Prompt a:
Write out a passage of the Pig and Cassandra message word for word, beginning at the words "Managed to get" and stopping after the words "version of thrift.".

Page extract:
-------

Re: Pig not storing/loading Cassandra data properly

Dan Feldman Mon, 02 Apr 2012 14:12:04 -0700

Managed to get MR mode running by specifying HADOOP_CLASSPATH in
$HADOOP_HOME/conf/hadoop_env.sh and restarting hadoop after that..


In any case, it seems that Pig continues to misbehave both in MR and local
modes: counting rows produces 2 results while we know there 5 of them,
ILLUSTRATING dumps recent data to grunt, and STORING only saves some subset
of recent data.

On Mon, Apr 2, 2012 at 9:54 AM, Dmitriy Ryaboy <[email protected]> wrote:

> Looks like you don't have Thrift on your classpath, or the wrong
> version of thrift.
>
> Pig may be doing something weird with splits in local mode. It would
> be great if you could determine whether (assuming you fix the
> classpath) the problem happens in local mode only, or both in local
> and MR modes.

-------

Information shown:
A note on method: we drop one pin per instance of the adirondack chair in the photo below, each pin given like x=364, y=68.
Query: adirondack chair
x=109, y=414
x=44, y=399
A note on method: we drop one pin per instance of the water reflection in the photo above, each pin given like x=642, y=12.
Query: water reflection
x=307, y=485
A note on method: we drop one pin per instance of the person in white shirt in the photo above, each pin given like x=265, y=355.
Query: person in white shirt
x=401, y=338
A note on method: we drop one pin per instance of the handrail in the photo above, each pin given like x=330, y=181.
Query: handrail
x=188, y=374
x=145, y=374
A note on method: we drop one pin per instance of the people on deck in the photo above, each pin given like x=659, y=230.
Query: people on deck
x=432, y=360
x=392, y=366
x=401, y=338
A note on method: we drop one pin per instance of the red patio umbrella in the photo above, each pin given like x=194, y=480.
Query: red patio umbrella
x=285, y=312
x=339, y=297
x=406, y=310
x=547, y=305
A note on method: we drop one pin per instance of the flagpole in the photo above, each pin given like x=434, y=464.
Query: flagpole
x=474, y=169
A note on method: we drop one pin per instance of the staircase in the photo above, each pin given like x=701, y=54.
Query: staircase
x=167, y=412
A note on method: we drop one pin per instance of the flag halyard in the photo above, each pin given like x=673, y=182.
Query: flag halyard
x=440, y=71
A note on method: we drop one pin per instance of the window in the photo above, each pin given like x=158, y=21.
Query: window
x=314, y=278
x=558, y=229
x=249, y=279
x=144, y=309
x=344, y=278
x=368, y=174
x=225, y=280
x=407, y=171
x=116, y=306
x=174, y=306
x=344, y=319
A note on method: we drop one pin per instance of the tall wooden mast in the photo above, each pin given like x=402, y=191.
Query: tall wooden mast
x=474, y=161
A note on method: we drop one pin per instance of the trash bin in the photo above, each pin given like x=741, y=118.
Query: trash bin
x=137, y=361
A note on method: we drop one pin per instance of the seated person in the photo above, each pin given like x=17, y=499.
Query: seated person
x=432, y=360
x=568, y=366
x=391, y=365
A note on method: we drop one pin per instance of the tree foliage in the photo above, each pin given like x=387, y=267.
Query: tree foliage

-------

Prompt b:
Convert the lines of the entries that begin at the line containing "like x=330, y=181." and stop after the line containing "x=145, y=374" into a numbered list, leaving out any blank lines.

Task result a:
Managed to get MR mode running by specifying HADOOP_CLASSPATH in
$HADOOP_HOME/conf/hadoop_env.sh and restarting hadoop after that..


In any case, it seems that Pig continues to misbehave both in MR and local
modes: counting rows produces 2 results while we know there 5 of them,
ILLUSTRATING dumps recent data to grunt, and STORING only saves some subset
of recent data.

On Mon, Apr 2, 2012 at 9:54 AM, Dmitriy Ryaboy <[email protected]> wrote:

> Looks like you don't have Thrift on your classpath, or the wrong
> version of thrift.

Task result b:
1. A note on method: we drop one pin per instance of the handrail in the photo above, each pin given like x=330, y=181.
2. Query: handrail
3. x=188, y=374
4. x=145, y=374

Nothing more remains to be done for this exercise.